## Written exercise
In the records below, give everything from the line containing "the bare shrub" down to the line containing "x=320 y=278", both included, as a numbered list with blank lines left out.

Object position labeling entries
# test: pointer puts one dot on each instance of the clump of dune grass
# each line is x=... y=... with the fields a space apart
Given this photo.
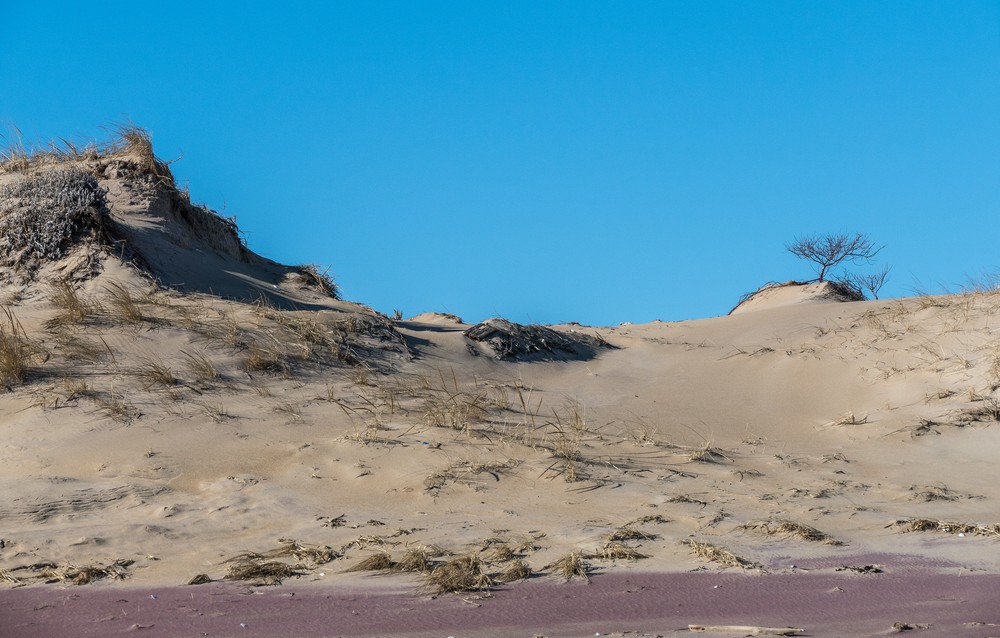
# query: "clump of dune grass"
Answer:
...
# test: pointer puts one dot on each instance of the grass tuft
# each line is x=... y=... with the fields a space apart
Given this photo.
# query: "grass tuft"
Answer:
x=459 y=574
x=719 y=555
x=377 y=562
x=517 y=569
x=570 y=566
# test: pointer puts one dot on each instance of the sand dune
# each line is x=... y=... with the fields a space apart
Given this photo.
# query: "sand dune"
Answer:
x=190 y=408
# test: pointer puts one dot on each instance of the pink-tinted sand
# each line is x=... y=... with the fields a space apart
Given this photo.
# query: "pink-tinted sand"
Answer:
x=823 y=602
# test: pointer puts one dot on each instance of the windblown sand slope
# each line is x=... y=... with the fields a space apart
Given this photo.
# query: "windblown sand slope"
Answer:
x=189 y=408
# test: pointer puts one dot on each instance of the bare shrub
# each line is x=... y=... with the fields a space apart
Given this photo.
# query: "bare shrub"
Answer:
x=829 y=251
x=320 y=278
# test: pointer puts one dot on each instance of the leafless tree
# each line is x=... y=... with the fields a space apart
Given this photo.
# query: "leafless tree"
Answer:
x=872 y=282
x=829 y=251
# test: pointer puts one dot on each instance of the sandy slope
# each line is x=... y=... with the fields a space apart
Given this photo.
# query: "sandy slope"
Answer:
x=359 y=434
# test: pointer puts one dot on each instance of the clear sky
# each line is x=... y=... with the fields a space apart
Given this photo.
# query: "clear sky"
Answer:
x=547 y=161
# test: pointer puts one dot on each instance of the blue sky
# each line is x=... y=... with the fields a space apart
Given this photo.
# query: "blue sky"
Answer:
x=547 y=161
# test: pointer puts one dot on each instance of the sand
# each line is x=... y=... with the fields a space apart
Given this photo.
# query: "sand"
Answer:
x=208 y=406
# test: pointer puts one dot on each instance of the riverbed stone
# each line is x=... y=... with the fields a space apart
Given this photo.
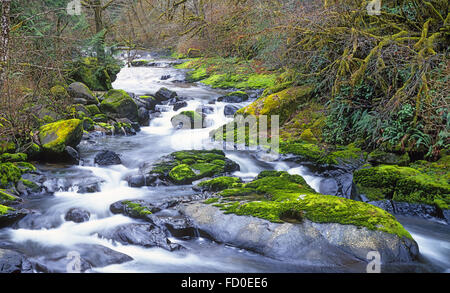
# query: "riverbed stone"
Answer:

## Task output
1. # test: pointer puts one dot on each instance of the bare shrub
2. # each line is x=... y=... with the fields a space apart
3. Given this photo.
4. # query: "bare shrub"
5. Answer:
6. x=829 y=251
7. x=320 y=278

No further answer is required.